** Opening DATASET EXCERPTS block **

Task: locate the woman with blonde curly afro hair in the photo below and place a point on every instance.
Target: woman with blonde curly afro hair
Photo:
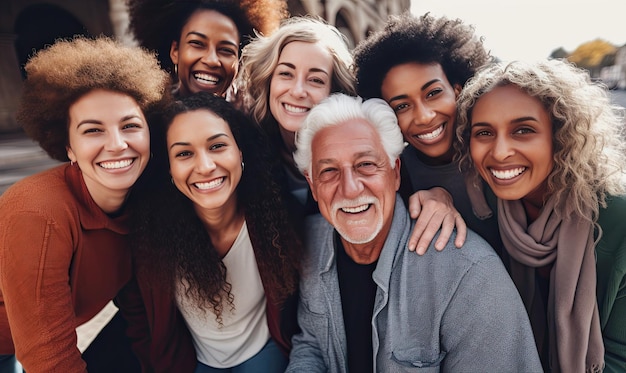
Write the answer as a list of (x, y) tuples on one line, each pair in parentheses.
[(200, 41), (550, 145), (64, 231)]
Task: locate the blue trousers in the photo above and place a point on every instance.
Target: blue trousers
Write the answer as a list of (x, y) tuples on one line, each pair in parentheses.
[(269, 360)]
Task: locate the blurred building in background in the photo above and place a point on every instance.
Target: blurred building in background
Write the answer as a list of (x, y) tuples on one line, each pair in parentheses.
[(29, 25)]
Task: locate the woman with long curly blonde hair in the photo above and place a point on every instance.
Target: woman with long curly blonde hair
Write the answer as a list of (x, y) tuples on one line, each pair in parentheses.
[(551, 146)]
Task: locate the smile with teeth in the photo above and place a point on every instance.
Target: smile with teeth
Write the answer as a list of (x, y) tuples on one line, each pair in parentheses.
[(431, 135), (356, 209), (295, 109), (507, 174), (112, 165), (210, 184), (206, 78)]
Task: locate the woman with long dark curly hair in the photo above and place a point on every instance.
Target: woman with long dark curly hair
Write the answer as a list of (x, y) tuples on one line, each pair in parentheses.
[(199, 41), (217, 255)]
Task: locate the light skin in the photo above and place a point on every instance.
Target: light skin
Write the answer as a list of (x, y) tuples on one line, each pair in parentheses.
[(426, 108), (205, 165), (301, 79), (355, 186), (109, 139), (425, 104), (511, 146), (207, 53)]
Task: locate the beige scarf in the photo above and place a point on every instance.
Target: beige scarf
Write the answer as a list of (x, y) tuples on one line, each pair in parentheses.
[(575, 338)]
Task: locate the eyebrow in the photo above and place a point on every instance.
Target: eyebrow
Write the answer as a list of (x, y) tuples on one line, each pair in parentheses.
[(210, 138), (426, 85), (99, 122), (203, 36), (514, 121), (356, 156), (313, 69)]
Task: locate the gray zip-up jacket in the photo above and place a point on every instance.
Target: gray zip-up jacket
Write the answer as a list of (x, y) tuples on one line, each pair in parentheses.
[(451, 311)]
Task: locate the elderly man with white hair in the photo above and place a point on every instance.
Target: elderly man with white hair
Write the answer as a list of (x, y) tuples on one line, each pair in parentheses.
[(366, 303)]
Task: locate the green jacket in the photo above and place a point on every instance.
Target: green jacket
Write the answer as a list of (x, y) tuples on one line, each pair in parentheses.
[(611, 287)]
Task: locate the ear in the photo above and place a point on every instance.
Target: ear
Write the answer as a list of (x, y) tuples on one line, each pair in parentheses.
[(174, 52), (397, 174), (310, 181), (457, 90), (70, 154)]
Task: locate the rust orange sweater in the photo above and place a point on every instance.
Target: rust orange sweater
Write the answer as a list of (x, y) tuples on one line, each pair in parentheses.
[(61, 260)]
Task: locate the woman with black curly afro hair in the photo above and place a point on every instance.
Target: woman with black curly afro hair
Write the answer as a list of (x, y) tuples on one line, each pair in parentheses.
[(419, 66), (199, 41), (216, 253)]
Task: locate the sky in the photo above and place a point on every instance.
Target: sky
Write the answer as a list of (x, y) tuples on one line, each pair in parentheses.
[(532, 29)]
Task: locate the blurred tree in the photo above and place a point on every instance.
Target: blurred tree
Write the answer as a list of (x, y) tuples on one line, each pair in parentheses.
[(559, 53), (590, 55)]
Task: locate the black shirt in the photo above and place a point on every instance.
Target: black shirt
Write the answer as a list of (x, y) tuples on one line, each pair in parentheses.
[(358, 293)]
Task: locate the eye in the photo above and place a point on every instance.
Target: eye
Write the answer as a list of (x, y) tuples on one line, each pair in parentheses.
[(284, 73), (217, 146), (229, 52), (131, 125), (92, 130), (367, 167), (434, 92), (523, 131), (317, 80), (327, 173), (183, 154), (195, 43), (481, 133), (400, 107)]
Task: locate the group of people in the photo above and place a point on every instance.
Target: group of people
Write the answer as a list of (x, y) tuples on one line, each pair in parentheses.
[(248, 192)]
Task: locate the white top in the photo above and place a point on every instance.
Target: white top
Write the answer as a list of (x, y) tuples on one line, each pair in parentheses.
[(244, 329)]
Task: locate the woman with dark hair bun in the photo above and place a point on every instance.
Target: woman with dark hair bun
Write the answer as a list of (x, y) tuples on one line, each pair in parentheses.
[(200, 41)]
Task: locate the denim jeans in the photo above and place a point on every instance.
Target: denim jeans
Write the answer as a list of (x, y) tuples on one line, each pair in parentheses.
[(269, 360), (8, 364)]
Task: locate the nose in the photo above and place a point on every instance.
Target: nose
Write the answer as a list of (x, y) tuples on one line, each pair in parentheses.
[(423, 114), (298, 88), (210, 57), (502, 149), (115, 141), (351, 185), (204, 163)]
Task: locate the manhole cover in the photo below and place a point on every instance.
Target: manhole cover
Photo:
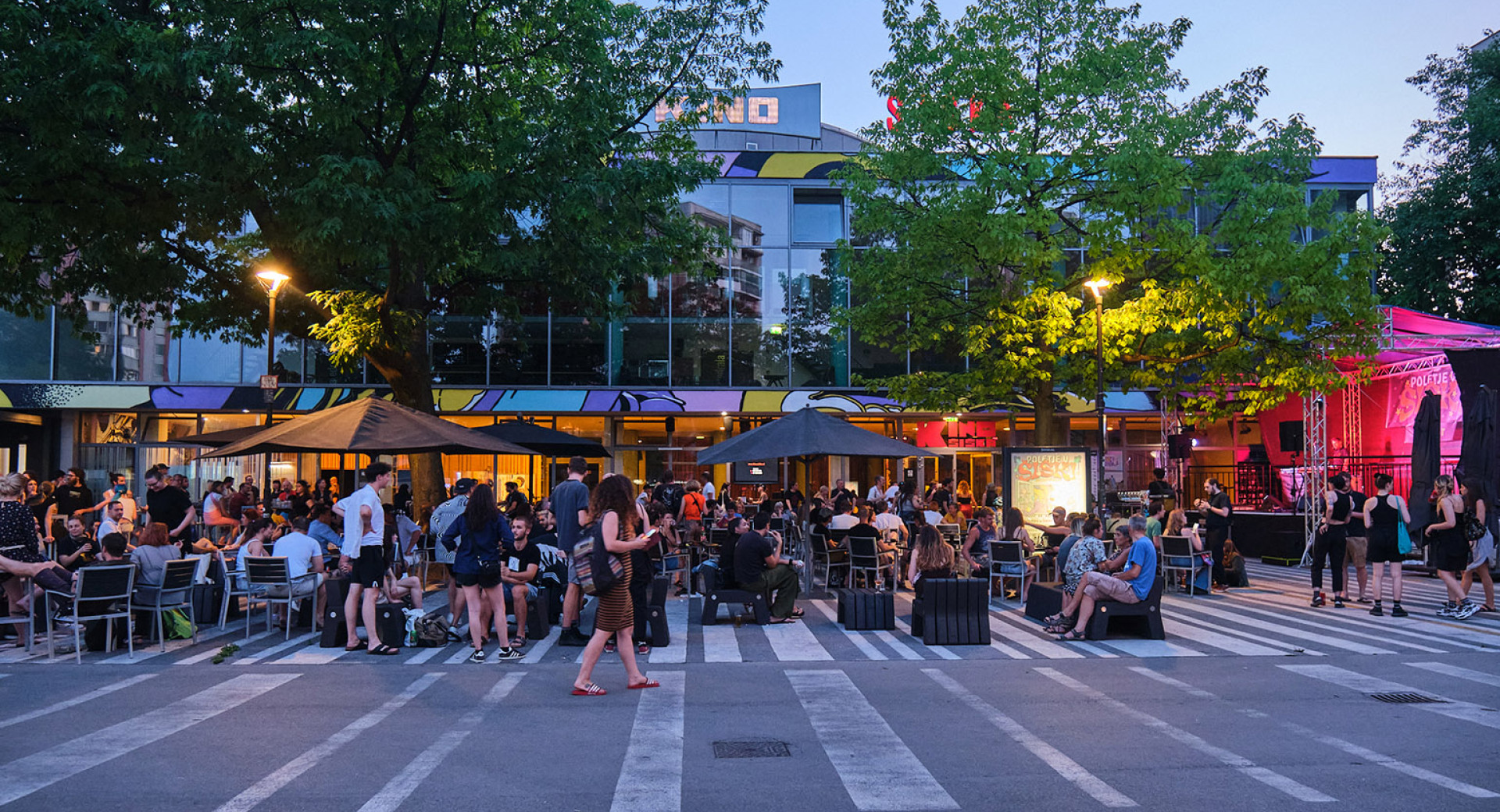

** Closing DATASET EXCERPTS block **

◆ AIM OF THE EXERCISE: Of the lines above, copy each one that contains the word "smile".

◆ RESPONSE TO THE TASK:
Task: locate the smile with teeth in the photo above and place a point on every instance.
Target: smile with teeth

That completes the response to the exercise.